▶
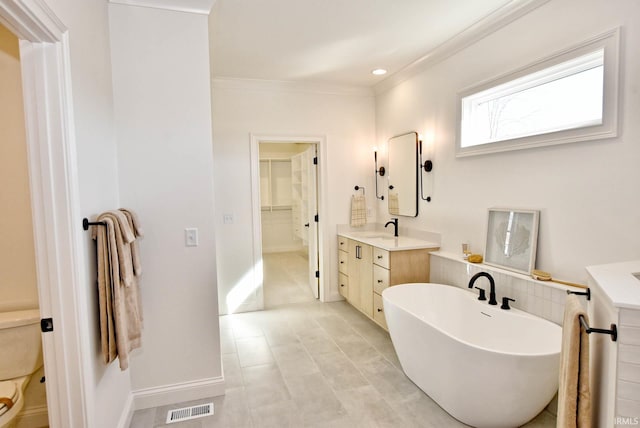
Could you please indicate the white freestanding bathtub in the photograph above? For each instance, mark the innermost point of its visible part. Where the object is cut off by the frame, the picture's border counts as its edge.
(486, 366)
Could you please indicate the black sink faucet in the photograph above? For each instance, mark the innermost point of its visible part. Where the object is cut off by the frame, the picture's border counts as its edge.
(394, 222)
(492, 283)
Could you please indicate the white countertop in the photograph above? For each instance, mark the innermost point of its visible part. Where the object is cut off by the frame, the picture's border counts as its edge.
(387, 241)
(620, 281)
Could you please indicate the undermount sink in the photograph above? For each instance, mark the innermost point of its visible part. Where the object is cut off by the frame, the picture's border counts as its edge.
(379, 236)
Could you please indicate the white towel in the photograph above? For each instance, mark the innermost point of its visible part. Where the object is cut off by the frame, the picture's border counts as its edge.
(358, 211)
(574, 396)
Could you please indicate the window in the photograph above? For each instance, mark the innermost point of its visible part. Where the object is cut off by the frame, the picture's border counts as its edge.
(568, 97)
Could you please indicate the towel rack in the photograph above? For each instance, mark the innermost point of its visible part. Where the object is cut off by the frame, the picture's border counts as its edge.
(86, 223)
(613, 331)
(581, 293)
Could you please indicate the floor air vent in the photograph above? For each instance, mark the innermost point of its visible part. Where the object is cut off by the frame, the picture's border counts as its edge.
(193, 412)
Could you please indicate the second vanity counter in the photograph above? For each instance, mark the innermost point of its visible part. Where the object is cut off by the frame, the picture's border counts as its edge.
(388, 242)
(370, 261)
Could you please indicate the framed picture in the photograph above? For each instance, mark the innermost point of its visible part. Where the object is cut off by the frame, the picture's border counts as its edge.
(512, 239)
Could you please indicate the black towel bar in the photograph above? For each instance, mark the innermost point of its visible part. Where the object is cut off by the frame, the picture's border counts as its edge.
(613, 332)
(86, 223)
(581, 293)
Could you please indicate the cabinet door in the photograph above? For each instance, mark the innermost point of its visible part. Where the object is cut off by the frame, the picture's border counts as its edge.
(366, 280)
(353, 269)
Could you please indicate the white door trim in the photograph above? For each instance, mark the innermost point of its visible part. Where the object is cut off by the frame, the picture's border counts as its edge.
(321, 144)
(46, 79)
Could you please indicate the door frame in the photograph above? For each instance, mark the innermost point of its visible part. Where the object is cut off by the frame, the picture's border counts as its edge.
(321, 145)
(52, 163)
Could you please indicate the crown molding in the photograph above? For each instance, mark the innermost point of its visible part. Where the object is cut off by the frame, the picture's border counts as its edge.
(289, 86)
(201, 7)
(31, 20)
(491, 23)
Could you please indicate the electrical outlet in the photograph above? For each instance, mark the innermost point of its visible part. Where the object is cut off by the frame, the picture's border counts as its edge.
(191, 237)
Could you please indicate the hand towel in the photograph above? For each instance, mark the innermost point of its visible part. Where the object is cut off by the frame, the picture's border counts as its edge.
(394, 204)
(134, 224)
(574, 396)
(120, 308)
(358, 211)
(105, 293)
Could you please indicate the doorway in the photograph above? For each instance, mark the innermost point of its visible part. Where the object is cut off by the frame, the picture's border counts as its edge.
(289, 221)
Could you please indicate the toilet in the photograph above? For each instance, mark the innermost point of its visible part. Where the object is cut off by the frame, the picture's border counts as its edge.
(20, 357)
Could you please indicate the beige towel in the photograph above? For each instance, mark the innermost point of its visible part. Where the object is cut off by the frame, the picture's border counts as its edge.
(358, 211)
(119, 301)
(574, 396)
(105, 293)
(134, 224)
(394, 204)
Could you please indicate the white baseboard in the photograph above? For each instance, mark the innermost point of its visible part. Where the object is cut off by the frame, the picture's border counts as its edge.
(127, 413)
(177, 393)
(34, 417)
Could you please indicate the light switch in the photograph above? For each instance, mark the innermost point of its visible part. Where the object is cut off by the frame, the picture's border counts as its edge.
(191, 237)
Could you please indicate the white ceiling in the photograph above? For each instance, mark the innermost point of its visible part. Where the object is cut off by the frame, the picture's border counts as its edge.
(333, 41)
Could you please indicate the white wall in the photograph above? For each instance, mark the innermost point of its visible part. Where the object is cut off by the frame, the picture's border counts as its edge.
(586, 192)
(107, 388)
(345, 118)
(163, 114)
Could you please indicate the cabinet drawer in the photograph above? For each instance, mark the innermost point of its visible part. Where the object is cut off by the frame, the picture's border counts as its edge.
(381, 257)
(343, 262)
(378, 311)
(343, 285)
(380, 278)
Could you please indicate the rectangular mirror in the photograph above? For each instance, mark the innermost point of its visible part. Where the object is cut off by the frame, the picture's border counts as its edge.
(403, 175)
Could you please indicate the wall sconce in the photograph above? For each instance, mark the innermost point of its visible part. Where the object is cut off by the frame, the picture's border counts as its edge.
(428, 167)
(380, 171)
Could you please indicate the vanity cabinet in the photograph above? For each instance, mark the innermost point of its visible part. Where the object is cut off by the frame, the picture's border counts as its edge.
(360, 276)
(365, 270)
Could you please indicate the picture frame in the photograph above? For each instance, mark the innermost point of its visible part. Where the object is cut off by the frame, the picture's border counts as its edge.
(512, 239)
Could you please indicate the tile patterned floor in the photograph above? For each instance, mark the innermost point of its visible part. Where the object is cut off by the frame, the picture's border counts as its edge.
(312, 364)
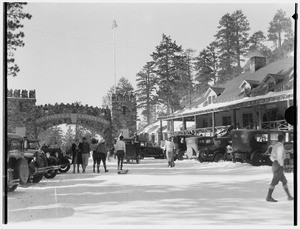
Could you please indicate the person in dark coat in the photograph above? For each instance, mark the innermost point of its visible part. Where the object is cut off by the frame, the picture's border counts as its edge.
(85, 153)
(76, 155)
(102, 154)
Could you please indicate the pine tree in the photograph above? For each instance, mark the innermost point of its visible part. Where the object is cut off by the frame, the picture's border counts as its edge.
(240, 35)
(186, 87)
(280, 28)
(226, 48)
(15, 36)
(168, 60)
(146, 88)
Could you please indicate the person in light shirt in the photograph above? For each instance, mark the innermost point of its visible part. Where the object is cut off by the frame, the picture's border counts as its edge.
(120, 151)
(170, 148)
(278, 156)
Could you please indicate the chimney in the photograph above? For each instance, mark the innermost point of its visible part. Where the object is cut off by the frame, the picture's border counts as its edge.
(257, 62)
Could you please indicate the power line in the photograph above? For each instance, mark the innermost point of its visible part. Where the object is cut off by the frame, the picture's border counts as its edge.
(89, 40)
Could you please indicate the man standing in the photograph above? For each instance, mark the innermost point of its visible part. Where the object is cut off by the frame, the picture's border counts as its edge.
(277, 157)
(136, 144)
(170, 148)
(76, 155)
(102, 151)
(120, 151)
(85, 153)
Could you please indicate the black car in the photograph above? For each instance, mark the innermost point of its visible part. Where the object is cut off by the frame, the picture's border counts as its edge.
(131, 151)
(17, 165)
(207, 148)
(148, 149)
(180, 145)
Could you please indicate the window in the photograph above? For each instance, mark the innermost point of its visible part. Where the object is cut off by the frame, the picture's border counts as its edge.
(226, 121)
(261, 137)
(209, 100)
(248, 120)
(124, 110)
(213, 98)
(271, 86)
(21, 106)
(204, 123)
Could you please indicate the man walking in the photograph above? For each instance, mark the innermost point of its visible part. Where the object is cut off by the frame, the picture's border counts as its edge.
(277, 157)
(85, 153)
(170, 148)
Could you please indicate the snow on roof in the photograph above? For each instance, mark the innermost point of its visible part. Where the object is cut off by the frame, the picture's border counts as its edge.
(228, 103)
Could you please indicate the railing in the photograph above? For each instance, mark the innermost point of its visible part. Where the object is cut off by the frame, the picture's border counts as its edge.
(207, 131)
(279, 124)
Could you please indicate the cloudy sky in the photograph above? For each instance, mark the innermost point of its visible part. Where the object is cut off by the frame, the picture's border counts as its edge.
(68, 53)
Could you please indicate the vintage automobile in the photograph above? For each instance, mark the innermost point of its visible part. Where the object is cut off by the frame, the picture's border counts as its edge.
(37, 162)
(40, 162)
(147, 149)
(253, 146)
(62, 160)
(207, 148)
(17, 165)
(131, 152)
(180, 145)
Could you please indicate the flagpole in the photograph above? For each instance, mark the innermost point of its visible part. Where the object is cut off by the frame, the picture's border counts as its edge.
(114, 52)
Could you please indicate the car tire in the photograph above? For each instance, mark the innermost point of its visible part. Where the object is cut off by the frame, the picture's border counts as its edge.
(52, 161)
(257, 159)
(11, 175)
(42, 162)
(218, 157)
(64, 161)
(23, 170)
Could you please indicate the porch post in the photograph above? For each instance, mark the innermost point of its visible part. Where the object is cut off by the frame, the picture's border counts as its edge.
(172, 125)
(234, 117)
(213, 122)
(259, 117)
(160, 132)
(184, 123)
(195, 120)
(288, 104)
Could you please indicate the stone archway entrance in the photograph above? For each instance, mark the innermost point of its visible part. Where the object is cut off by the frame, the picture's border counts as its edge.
(99, 125)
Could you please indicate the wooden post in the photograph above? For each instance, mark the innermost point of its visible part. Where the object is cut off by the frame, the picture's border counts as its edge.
(259, 117)
(195, 120)
(160, 132)
(184, 123)
(213, 122)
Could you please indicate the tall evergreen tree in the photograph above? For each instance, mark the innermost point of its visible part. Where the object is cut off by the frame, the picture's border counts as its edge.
(15, 36)
(226, 48)
(240, 35)
(186, 88)
(168, 60)
(280, 28)
(146, 88)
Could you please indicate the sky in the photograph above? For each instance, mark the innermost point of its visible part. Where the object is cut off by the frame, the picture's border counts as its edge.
(68, 52)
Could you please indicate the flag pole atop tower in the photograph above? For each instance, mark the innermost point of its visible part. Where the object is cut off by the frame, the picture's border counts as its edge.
(114, 26)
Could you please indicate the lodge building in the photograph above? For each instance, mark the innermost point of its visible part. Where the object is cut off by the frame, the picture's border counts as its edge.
(256, 99)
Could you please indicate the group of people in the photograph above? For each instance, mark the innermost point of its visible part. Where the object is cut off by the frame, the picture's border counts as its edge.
(81, 153)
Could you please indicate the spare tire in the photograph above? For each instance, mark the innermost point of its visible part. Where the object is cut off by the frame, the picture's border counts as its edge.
(23, 170)
(52, 161)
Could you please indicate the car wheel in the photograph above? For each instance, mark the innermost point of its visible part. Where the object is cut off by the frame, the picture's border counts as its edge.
(41, 162)
(65, 165)
(218, 157)
(52, 161)
(257, 159)
(11, 175)
(23, 170)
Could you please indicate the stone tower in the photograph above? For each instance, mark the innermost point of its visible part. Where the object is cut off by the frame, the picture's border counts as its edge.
(21, 112)
(123, 113)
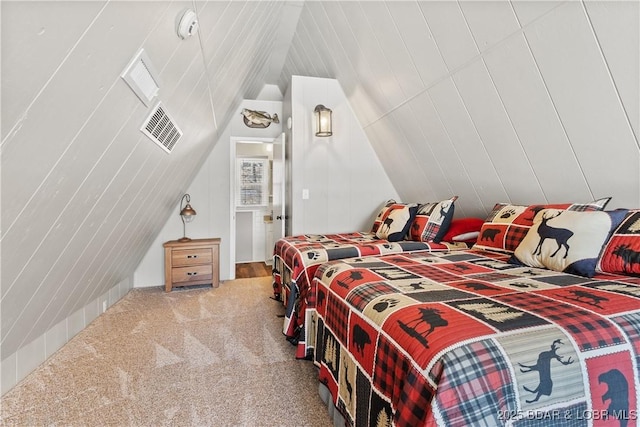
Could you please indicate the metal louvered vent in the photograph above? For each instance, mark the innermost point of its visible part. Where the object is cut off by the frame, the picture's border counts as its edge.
(161, 129)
◀
#### [THE TASK]
Reproduce verbatim the lines from the one containing "Could you please indicate the car wheel" through the end of the lines, both ends included, and omit the pictures.

#### [ANSWER TO THIS PROBLEM]
Could you please indicate the car wheel in the photograph above? For each instance, mark the innermost point of its visible part. Where the object is cut off by the frame, the picture's border counts as its edge.
(41, 162)
(65, 165)
(218, 157)
(52, 161)
(257, 159)
(11, 175)
(23, 170)
Could you please indicate the stone tower in the photograph above? For each instance, mark the innermost point of its visible part. Where the object is cut off by the frame, the picture's border counts as its edge.
(21, 112)
(123, 113)
Could you please indicate the metal louvered vent in the photograph above? For each instance, mark the innermost point of its visible part. Where the object is cut off by the frame, the picture's border counts as its edge.
(161, 129)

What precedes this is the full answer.